### TASK:
Please answer these questions using the page on Domingo Terán de los Ríos:
1. Who succeeded him as governor?
2. How long did he serve the Spanish crown in Peru?
3. On what date was he appointed governor of Coahuila and Texas?

Top of PASSAGE FOR REVIEW

Governor of Sonora y Sinaloa
- In office 1681–1686

1st Governor of Texas and 3rd of Coahuila
- In office 1691–1692
- Preceded by: Diego Ramón (Coahuila) / Established office (Texas)
- Succeeded by: Gregorio de Salinas Varona

Personal details
- Born: Unknown
- Died: Unknown
- Profession: Politician

= Domingo Terán de los Ríos =

Governor of Spanish Texas

Domingo Terán de los Ríos served as the first governor of Texas from 1691 to 1692. He also governed Nueva Extremadura, which covered parts of modern day Coahuila in Mexico as well as most of Texas west of the Medina river excluding the area west of about the eastern edge of New Mexico, although most of that area was effectively not under Spanish control but that of the Comanche and other peoples.

==Previous service==
Terán served the Spanish crown in Peru for two decades. He came to Mexico in 1681 as a deputy of the consulado of Sevilla. He was appointed governor of the province of Sonora y Sinaloa in 1686, and served in that position for approximately five years. As governor, he successfully developed a mining industry and pacified the Native Americans in that area.

==Coahuila and Tejas==
Terán was appointed governor on January 23, 1691, by Viceroy Gaspar de la Cerda, 8th Count of Galve. He was appointed to oversee the administration of Coahuila, Texas and adjacent regions. His role as governor was to set up seven missions among the Tejas Indians; to seek and remove any foreigners that may have settled in Spanish territory; and to catalog the land, the natural resources, and the peoples of the area.

Bottom of PASSAGE FOR REVIEW
Top of RECORDED INFORMATION

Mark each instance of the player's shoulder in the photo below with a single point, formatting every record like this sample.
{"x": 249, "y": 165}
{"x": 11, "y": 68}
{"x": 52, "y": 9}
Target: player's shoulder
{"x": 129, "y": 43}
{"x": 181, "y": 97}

Bottom of RECORDED INFORMATION

### TASK RESPONSE:
1. Gregorio de Salinas Varona
2. Two decades
3. January 23, 1691